§ EXERCISE: Reproduce the closing part of the entries exactly: the line with "# test: pointer drops one pin on the bookstore" and all lines after it, ending with the last line, and nothing else.

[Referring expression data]

Content starts

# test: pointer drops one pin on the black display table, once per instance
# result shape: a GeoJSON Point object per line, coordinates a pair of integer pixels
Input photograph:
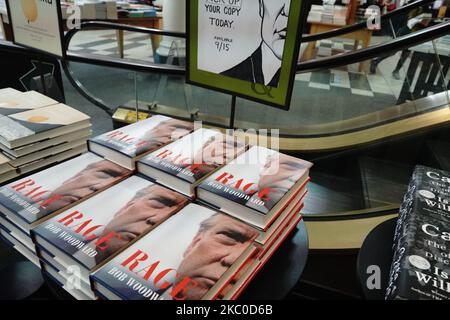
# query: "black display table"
{"type": "Point", "coordinates": [274, 282]}
{"type": "Point", "coordinates": [376, 251]}
{"type": "Point", "coordinates": [284, 269]}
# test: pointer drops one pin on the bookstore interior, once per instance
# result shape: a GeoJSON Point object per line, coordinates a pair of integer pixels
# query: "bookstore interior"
{"type": "Point", "coordinates": [225, 150]}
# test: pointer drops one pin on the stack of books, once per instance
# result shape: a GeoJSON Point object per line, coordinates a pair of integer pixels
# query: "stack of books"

Content ends

§ RESPONSE AREA:
# test: pointer drops one pin on the bookstore interior, once per instance
# result shape: a GeoJSON Point object per line, coordinates a pair of integer pixels
# query: "bookstore interior"
{"type": "Point", "coordinates": [225, 150]}
# test: pointer drops one pin on the stack of books, once per instance
# result shape: a GeoJSON Point object per line, coordinates a pair of integer pixels
# query: "stack of books"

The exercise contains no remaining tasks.